Excerpt ▸
######

- Born: March 5, 1916 Oklahoma City, Oklahoma
- Died: January 28, 2001 (aged 84)
- Education: Wells College
- Occupation: Journalist
- Known for: Philanthropy Founder of Inasmuch Foundation

= Edith Kinney Gaylord =

American journalist and philanthropist

Edith Kinney Gaylord (March 5, 1916 – January 28, 2001), also referred to as Edith Gaylord Harper, was an American journalist and philanthropist.

==Early life==

She was born in Oklahoma City, Oklahoma on March 5, 1916, to parents Inez and E. K. Gaylord. Her father was editor and publisher of The Oklahoman and The Oklahoma City Times. She spent two semesters in private school in Switzerland, then returned to Oklahoma City to attend public schools and graduated from Classen High School. She briefly attended Colorado College in Colorado Springs before graduating from Wells College in Aurora, New York in 1939 with a Bachelor of Arts degree.

==Career==

Gaylord began her journalistic career reporting for her father’s newspaper and radio station in Oklahoma City. In the summer of 1942, she was hired by the Associated Press in New York and was transferred five months later to their Washington, D.C. bureau. She was the first female employee on the general news staff.

While working for the AP in 1943, Gaylord followed Madame Chiang Kai-Shek, the First Lady of China, on her tour of the United States. In 1944, Eleanor Roosevelt was the first U.S. First Lady to call her own press conference. She insisted that any journalist covering the next conference be a woman. The AP assigned Gaylord to the task. Gaylord was elected president of the National Women’s Press Club in 1944. While in that role, Gaylord served as Mrs. Roosevelt’s media liaison and then secretary of Roosevelt’s Press Conference Association.

######

Dataset excerpt ▸
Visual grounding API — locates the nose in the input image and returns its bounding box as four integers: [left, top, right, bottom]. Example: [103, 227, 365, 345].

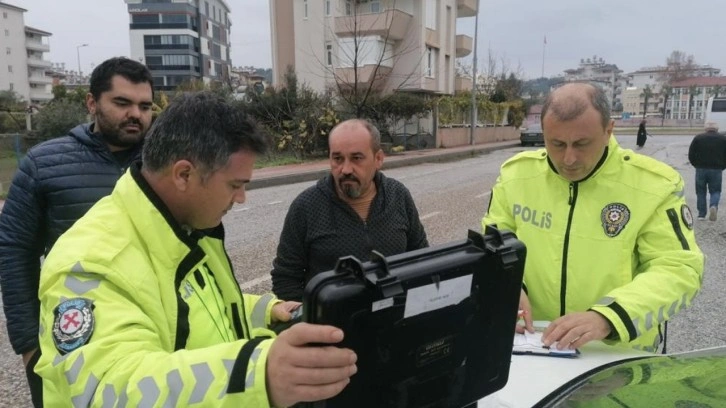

######

Goal of the exercise ▸ In the biography of Edith Kinney Gaylord, what organization elected her president in 1944?

Task output ▸ The National Women's Press Club.